━━ Data for processing

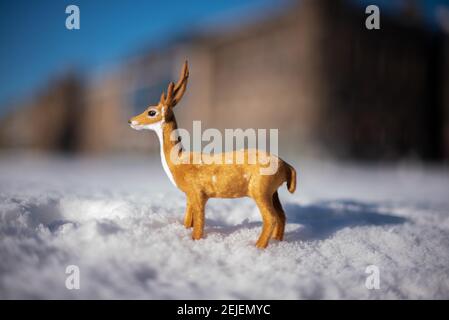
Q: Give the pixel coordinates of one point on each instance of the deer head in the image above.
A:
(155, 115)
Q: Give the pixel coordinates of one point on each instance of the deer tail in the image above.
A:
(291, 178)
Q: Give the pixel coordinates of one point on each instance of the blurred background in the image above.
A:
(309, 68)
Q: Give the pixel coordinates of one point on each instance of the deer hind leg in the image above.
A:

━━━━

[Work instructions]: Update the material above by swapping "deer" for "elk" and leaving everything else unchanged. Leave the pictures out of your version.

[Answer to this problem]:
Q: Give the pixel coordinates of one point on each instance of the elk head in the image above.
A:
(155, 115)
Q: Give the pixel coordinates of one point on each instance of the elk tail in the image above.
A:
(291, 178)
Q: Give the pixel coordinates of one point on each instance of the blurred background in the image above.
A:
(309, 68)
Q: Give the pixel coordinates of one point on each instance of the elk hind leg in the image above.
A:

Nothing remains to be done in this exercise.